Text segment:
::::::
The Wreck of the Beer Tent

I was late….it was 19:45 and Ulster were leading Connacht 10 to nil. But that was in Galway and I was outside Raving Hill hoping to watch what was left of the A game against the touring Aussie Convicts. Mount Merrion was as deserted as Ballymena on a flag day but the back gate was ajar, patrolled by a burly fellah in a yellow flak jacket. Having paid my £8 for a small pink raffle ticket, and battling across the desolate car park, I was struck by something odd – the silence! The lights were on but no one was in! And the Guinness Tent had undergone a remarkable transformation. It had been chopped in half and the clock end was now listing alarmingly to starboard – it seemed that the whole canvas edifice was about to slip beneath the waters of Lake Delia for ever. At least there would be plenty of Guinness in Davy Jones’ Locker for a while.
::::::
Given information:
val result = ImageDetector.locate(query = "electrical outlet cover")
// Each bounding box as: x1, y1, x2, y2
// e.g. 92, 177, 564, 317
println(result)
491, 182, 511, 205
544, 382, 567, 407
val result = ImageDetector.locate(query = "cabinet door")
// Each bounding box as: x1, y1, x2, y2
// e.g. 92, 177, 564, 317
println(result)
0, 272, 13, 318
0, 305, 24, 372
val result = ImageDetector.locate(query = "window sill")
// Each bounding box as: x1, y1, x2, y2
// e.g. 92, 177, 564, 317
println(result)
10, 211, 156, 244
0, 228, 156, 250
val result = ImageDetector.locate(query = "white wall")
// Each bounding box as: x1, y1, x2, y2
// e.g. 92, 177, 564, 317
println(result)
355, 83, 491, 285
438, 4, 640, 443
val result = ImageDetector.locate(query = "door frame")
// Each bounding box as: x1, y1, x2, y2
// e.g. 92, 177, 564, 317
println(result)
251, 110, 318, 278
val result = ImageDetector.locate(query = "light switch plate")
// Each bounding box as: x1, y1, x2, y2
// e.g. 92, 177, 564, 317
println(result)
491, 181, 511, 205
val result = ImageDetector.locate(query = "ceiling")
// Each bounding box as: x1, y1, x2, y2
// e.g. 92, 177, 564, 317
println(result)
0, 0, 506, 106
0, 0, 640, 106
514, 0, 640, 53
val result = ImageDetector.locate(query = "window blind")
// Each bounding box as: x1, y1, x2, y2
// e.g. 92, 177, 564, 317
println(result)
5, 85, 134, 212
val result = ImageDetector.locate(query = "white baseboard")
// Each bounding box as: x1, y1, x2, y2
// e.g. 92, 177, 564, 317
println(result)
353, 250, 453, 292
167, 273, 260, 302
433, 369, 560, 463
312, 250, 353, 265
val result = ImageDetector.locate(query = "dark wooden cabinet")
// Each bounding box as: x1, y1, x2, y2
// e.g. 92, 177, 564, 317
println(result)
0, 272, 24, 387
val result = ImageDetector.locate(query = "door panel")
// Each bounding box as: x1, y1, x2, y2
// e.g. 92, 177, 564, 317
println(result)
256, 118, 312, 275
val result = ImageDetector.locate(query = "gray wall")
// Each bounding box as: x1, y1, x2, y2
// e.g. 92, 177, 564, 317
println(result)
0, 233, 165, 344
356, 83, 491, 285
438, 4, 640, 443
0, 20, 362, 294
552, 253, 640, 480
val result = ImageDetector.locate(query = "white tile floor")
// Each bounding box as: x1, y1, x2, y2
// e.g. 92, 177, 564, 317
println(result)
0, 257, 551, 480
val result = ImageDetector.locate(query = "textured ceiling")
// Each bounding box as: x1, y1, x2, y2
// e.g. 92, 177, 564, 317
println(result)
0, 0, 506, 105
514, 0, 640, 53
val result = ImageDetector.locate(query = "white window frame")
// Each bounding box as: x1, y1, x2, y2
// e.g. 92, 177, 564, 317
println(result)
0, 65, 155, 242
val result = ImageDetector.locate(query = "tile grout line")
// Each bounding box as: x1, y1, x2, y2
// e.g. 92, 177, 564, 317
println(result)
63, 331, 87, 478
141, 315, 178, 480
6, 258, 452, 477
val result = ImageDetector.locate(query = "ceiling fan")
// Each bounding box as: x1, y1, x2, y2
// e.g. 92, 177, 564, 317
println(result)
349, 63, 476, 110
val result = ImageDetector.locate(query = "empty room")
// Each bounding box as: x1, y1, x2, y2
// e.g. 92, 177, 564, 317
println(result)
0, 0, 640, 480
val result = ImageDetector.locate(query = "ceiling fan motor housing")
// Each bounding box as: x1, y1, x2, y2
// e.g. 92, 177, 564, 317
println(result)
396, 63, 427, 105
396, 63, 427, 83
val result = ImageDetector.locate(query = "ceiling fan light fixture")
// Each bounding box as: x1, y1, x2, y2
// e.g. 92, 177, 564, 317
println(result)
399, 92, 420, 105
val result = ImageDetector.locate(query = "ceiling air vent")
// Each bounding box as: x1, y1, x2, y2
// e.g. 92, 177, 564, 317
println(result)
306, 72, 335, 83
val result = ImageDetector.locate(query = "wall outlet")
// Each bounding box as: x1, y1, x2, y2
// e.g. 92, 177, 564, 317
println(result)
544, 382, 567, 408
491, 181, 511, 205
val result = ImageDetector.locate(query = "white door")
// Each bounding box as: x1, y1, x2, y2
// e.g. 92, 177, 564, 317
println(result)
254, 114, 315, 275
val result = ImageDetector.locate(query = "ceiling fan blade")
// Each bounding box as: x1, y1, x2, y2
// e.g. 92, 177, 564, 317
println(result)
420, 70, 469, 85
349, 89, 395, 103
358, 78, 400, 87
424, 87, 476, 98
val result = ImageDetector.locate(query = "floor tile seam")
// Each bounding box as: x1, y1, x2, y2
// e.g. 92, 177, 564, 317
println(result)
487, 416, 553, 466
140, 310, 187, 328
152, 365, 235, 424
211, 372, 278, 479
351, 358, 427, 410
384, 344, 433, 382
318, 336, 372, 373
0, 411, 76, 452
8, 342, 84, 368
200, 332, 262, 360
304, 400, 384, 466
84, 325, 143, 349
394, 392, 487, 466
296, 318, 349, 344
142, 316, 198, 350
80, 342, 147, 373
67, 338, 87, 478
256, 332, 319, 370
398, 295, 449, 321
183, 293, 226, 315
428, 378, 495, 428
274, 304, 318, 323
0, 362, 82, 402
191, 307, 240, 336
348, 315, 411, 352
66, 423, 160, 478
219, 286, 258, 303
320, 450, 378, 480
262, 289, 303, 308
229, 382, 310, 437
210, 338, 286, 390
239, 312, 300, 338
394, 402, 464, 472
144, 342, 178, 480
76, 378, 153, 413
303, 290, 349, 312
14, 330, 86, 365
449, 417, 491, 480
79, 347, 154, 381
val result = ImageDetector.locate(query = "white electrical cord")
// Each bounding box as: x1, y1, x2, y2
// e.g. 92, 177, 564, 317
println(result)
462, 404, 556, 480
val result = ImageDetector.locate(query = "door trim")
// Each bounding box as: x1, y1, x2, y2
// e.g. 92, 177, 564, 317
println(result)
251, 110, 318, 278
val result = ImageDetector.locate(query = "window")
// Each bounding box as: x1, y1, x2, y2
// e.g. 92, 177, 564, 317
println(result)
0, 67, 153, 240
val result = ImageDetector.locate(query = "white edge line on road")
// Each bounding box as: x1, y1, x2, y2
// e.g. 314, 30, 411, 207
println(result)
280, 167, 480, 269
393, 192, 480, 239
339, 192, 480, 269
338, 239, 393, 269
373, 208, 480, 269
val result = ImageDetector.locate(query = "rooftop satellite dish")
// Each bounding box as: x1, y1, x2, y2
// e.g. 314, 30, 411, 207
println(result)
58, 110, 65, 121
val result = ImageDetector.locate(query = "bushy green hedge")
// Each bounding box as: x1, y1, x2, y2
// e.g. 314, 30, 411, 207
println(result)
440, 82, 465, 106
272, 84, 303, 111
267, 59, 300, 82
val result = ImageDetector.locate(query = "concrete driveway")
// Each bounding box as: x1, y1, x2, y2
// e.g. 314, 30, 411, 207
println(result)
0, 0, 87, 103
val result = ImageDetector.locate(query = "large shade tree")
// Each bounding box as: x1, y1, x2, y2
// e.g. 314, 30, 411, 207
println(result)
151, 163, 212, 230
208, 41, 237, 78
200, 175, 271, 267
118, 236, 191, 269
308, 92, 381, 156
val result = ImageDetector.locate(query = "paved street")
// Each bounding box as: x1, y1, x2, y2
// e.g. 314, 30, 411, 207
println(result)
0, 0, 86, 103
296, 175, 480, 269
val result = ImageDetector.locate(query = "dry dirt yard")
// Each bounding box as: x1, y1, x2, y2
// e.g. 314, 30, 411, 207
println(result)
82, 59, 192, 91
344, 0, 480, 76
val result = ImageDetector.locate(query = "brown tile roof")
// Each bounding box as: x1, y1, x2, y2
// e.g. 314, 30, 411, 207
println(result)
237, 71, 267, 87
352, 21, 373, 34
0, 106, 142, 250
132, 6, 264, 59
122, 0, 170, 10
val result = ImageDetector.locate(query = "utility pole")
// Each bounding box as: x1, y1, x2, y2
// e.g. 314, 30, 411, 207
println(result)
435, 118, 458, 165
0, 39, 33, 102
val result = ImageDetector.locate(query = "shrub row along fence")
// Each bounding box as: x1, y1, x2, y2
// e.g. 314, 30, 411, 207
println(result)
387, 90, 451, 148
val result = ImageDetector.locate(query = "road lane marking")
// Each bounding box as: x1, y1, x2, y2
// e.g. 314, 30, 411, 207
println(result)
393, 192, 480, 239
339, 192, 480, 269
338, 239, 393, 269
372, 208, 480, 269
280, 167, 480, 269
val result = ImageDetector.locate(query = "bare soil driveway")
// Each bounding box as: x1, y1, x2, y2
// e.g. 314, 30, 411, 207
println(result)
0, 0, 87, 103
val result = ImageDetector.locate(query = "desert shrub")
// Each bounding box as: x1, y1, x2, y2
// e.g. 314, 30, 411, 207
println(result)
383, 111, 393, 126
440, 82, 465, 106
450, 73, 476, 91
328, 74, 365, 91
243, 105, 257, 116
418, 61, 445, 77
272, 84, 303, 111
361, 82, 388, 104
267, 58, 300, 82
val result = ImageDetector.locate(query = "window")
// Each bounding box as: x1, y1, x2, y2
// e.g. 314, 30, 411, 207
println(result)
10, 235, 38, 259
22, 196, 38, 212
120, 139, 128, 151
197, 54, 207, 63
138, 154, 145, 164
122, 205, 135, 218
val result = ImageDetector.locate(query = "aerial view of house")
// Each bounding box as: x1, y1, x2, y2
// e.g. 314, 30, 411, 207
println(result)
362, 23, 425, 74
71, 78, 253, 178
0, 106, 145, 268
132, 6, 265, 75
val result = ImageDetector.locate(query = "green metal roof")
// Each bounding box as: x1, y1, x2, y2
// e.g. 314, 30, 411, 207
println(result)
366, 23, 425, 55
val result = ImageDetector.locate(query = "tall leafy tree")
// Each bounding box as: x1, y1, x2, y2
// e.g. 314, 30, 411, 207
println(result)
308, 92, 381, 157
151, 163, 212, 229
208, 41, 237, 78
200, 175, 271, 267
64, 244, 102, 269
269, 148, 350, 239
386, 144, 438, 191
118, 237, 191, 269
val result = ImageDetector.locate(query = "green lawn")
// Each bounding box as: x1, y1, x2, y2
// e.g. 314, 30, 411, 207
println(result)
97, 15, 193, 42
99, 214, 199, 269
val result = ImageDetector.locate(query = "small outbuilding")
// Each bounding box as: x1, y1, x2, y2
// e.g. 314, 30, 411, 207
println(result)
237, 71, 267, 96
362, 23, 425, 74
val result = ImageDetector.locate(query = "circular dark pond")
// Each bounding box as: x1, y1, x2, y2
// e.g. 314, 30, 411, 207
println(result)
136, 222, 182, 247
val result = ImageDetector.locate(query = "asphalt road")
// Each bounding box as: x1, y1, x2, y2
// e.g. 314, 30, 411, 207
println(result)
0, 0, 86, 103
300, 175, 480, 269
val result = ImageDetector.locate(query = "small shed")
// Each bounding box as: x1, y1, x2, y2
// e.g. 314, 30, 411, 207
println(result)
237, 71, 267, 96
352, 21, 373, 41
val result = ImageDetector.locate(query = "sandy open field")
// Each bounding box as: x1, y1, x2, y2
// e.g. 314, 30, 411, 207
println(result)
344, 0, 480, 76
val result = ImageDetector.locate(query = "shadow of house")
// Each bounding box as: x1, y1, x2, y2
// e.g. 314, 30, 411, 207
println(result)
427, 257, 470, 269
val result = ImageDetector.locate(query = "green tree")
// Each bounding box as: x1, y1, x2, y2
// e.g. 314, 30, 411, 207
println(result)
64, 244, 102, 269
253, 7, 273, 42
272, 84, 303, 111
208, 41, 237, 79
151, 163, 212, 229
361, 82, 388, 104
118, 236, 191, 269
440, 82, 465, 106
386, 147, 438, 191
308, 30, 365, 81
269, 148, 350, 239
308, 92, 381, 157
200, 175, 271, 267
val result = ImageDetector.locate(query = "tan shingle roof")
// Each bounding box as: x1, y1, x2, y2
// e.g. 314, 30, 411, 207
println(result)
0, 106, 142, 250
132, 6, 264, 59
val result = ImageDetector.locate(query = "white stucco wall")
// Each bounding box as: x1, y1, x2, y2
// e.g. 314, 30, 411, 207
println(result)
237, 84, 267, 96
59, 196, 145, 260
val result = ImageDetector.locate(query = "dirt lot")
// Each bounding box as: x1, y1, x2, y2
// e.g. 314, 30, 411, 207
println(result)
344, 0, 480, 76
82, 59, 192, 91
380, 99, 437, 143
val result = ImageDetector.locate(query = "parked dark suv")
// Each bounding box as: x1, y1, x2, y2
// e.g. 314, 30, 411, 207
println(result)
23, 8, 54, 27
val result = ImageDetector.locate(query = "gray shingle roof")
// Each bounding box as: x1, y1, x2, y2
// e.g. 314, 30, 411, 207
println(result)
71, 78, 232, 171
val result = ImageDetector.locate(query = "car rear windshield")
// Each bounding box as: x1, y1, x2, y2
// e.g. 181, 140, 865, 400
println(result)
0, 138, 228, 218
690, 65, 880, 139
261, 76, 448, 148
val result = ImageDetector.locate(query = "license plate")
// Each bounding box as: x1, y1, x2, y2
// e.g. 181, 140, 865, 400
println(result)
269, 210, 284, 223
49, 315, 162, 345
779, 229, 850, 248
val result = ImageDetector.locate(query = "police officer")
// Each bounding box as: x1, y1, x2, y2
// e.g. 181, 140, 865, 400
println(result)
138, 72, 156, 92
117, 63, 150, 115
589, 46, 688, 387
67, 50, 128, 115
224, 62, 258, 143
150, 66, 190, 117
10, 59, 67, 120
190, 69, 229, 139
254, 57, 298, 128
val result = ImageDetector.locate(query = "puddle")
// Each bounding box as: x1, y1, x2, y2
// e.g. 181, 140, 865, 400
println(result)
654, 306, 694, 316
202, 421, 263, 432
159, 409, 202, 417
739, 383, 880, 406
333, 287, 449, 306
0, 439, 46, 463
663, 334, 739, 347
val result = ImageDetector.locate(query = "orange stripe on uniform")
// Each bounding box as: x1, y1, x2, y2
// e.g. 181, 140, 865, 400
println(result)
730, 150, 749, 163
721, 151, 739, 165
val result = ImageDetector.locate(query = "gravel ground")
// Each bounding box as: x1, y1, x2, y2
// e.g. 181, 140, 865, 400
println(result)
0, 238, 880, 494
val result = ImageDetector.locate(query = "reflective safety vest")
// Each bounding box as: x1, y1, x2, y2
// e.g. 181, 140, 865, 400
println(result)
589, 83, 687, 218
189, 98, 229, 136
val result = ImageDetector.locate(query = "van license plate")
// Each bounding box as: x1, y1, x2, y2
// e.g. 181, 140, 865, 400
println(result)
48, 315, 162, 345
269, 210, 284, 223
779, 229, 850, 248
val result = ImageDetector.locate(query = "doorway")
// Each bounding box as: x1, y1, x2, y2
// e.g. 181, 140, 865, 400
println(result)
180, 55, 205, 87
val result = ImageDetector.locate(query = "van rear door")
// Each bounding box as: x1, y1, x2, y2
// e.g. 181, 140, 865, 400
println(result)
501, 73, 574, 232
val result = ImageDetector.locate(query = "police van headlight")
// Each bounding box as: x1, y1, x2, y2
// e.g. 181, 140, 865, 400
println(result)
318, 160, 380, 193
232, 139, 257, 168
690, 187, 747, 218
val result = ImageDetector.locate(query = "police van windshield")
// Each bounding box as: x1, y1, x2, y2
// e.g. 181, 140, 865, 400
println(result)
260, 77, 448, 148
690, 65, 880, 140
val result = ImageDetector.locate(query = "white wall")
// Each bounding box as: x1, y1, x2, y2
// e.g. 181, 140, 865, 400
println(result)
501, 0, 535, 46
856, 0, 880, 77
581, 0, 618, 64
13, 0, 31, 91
::::::
Tasks to carry out:
a: Reproduce the stretch of the beer tent story from "I was late….it" through "for a while.".
b: Carry on the beer tent story from the point where it stops.
The listing plays no part in what comes next.

Results for the exercise:
a:
I was late….it was 19:45 and Ulster were leading Connacht 10 to nil. But that was in Galway and I was outside Raving Hill hoping to watch what was left of the A game against the touring Aussie Convicts. Mount Merrion was as deserted as Ballymena on a flag day but the back gate was ajar, patrolled by a burly fellah in a yellow flak jacket. Having paid my £8 for a small pink raffle ticket, and battling across the desolate car park, I was struck by something odd – the silence! The lights were on but no one was in! And the Guinness Tent had undergone a remarkable transformation. It had been chopped in half and the clock end was now listing alarmingly to starboard – it seemed that the whole canvas edifice was about to slip beneath the waters of Lake Delia for ever. At least there would be plenty of Guinness in Davy Jones’ Locker for a while.

b:
Bending low and striding into the teeth of an unrelenting Aquinas Gale I rounded Half Tent Headland and spied a truly wondrous sight. For there, high on the wind swept heights of the Terrace stood a small band of men, huddled together as if protecting something truly precious from the elements, while above their heads their banners whipped in the wind. As I approached I saw them leap in joy and, gathering their flags, they proceeded to perform what I assumed to be the Ulster version of an ancient Tibetan Prayer Flag Dance. Noticing the inactivity on the pitch far below them only confounded my confusion further.

“Hello Kimble”, bellowed Mid Ulster Maestro. At least that is what I assume he said, for his words were borne away on the wind. “You’re late!” mouthed the Cap’n, somewhat unnecessarily. “Seventeen nil!” shouted Ballpark in sign language, before turning back to the small transistor radio lashed to the fourth barrier. “I see you have brought more flags,” read a hastily scribbled note from the redoubtable Freddie Benson.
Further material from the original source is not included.